## Travail à faire
1. Répondez aux questions suivantes d’après le texte sur la voltige en parapente :
(a) Qu’a-t-il fallu pour en arriver à la situation actuelle ?
(b) Que recherchaient les pilotes qui jouaient avec leurs ailes dès le début du parapente ?
(c) Quelle période annonce le titre consacré aux cascadeurs ?
2. Indiquez si chacune des affirmations suivantes concorde avec le texte sur la voltige en parapente, en citant les mots qui en décident :
(a) Il existe aujourd’hui une équipe de France de voltige.
(b) Les pilotes de voltige ont toujours été reconnus comme des athlètes de haut niveau.
(c) Ce chapitre est présenté comme secondaire pour la culture du vol libre.
3. Poursuivez le texte sur la voltige en parapente à partir de son dernier titre.

L’histoire de la voltige en parapente

Aujourd’hui nous avons des pilotes reconnus comme des athlètes de haut niveau avec une équipe de France de voltige, des champions de France, des champions du monde, un budget fédéral, du matériel spécifique et des sponsors… Mais cela n’a pas toujours été le cas et il aura fallu de longues batailles et l’investissement de quelques personnes pour en arriver là.

Savoir d’où l’on vient permet de mieux comprendre ce que nous sommes aujourd’hui.

Voici donc un chapitre important sur le plan de la culture du vol libre.

Dès le début du parapente, des pilotes ont eu envie de jouer avec leurs ailes pour le plaisir, à la recherche de sensations fortes et du contrôle de leur voile…

 

De 1978 à 1988 : les cascadeurs !

## Données affichées

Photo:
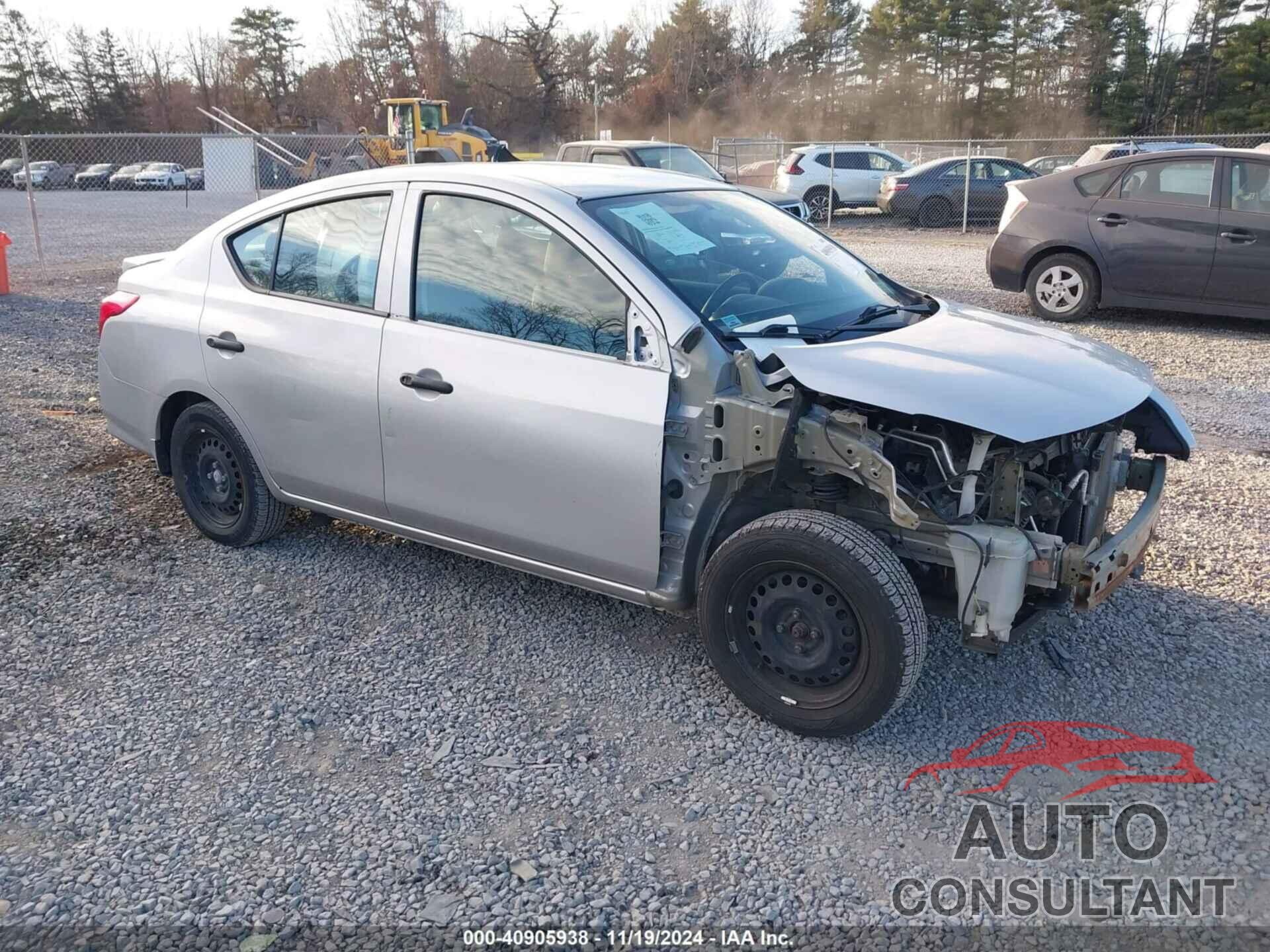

## Réponses aux consignes
1.
(a) De longues batailles et l’investissement de quelques personnes.
(b) Des sensations fortes et le contrôle de leur voile, pour le plaisir.
(c) De 1978 à 1988.

2.
(a) Oui : « avec une équipe de France de voltige ».
(b) Non : « Mais cela n’a pas toujours été le cas ».
(c) Non : « Voici donc un chapitre important sur le plan de la culture du vol libre. »

3.
Jusqu’en 1986, les pionniers du parapente ont déjà beaucoup à faire pour parvenir à décoller et atterrir proprement. Les performances des ailes de parachutisme utilisées à l’époque ne permettent pas de s’éloigner beaucoup du relief (finesse inférieur à 2 !). Les vols ne durent que quelques secondes et on ne pense même pas à ”faire le fou”, l’activité procurant déjà beaucoup d’adrénaline.

Puis des ailes spécifiques au parapente permettent de s’éloigner du relief, et même d’exploiter les ascendances. Le matériel reste néanmoins très proche des parachutes et permet de faire presque n’importe quoi sans risquer de tomber dans sa voile. Il est alors possible de réaliser un décrochage complet de l’aile et de relâcher à n’importe quel moment : l’abattée consécutive ne nécessitant aucun contrôle. Le décrochage est d’ailleurs enseigné dès les premiers vols en école. Certains pilotes commencent à s’amuser. On parle d’acrobatie, mais je parlerais plutôt de cascades !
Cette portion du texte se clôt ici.